_SHORT TASK_
Convert only the part of the items that opens with the line containing "handrail | locate" and closes with the line containing "(69, 90), (240, 115)" into a numbered list, leaving out blank lines.

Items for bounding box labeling
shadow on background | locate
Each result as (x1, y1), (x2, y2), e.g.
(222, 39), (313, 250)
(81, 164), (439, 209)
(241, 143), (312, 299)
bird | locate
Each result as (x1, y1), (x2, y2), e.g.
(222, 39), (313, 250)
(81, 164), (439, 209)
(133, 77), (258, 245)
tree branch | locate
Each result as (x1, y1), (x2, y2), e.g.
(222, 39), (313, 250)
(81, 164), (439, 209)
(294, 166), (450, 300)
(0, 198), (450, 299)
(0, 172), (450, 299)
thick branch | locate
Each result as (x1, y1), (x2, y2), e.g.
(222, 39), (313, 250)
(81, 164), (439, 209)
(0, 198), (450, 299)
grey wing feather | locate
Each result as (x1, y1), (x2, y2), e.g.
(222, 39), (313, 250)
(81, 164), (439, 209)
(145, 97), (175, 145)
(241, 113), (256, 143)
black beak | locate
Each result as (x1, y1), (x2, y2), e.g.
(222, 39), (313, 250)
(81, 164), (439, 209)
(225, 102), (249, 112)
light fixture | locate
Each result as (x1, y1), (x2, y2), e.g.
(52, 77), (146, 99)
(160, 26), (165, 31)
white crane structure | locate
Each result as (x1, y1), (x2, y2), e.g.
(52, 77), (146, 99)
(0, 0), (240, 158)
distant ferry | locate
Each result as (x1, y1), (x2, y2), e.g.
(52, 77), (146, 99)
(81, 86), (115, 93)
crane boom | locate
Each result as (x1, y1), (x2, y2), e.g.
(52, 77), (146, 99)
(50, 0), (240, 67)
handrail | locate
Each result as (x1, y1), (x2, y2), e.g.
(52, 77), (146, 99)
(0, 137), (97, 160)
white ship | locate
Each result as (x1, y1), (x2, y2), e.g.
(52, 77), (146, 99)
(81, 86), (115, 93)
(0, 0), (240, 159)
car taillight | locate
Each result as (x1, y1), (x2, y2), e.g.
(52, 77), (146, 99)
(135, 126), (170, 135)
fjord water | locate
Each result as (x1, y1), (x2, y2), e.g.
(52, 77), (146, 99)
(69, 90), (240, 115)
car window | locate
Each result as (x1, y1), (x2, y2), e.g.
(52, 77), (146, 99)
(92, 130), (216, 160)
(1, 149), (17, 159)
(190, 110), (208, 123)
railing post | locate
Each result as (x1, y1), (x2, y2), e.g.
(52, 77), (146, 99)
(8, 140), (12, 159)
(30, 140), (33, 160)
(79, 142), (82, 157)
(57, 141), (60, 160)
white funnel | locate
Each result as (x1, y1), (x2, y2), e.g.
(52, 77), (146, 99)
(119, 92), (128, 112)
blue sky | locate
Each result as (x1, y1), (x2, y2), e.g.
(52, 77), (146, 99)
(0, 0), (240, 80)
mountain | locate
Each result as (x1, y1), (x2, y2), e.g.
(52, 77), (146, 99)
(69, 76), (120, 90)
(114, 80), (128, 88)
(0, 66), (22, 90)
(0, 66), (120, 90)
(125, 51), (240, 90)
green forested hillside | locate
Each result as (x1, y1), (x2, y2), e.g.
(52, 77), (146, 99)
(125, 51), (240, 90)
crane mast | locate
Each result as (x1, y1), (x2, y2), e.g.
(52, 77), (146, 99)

_THE SOLUTION_
1. handrail | locate
2. Each result as (x1, y1), (x2, y2), e.g.
3. (52, 77), (146, 99)
4. (0, 137), (97, 160)
5. white ship | locate
6. Each result as (x1, y1), (x2, y2), e.g.
7. (52, 77), (146, 99)
8. (81, 86), (115, 93)
9. (0, 0), (240, 159)
10. car taillight | locate
11. Each result as (x1, y1), (x2, y2), e.g.
12. (52, 77), (146, 99)
13. (135, 126), (170, 135)
14. fjord water | locate
15. Each result as (x1, y1), (x2, y2), e.g.
16. (52, 77), (146, 99)
17. (69, 90), (240, 115)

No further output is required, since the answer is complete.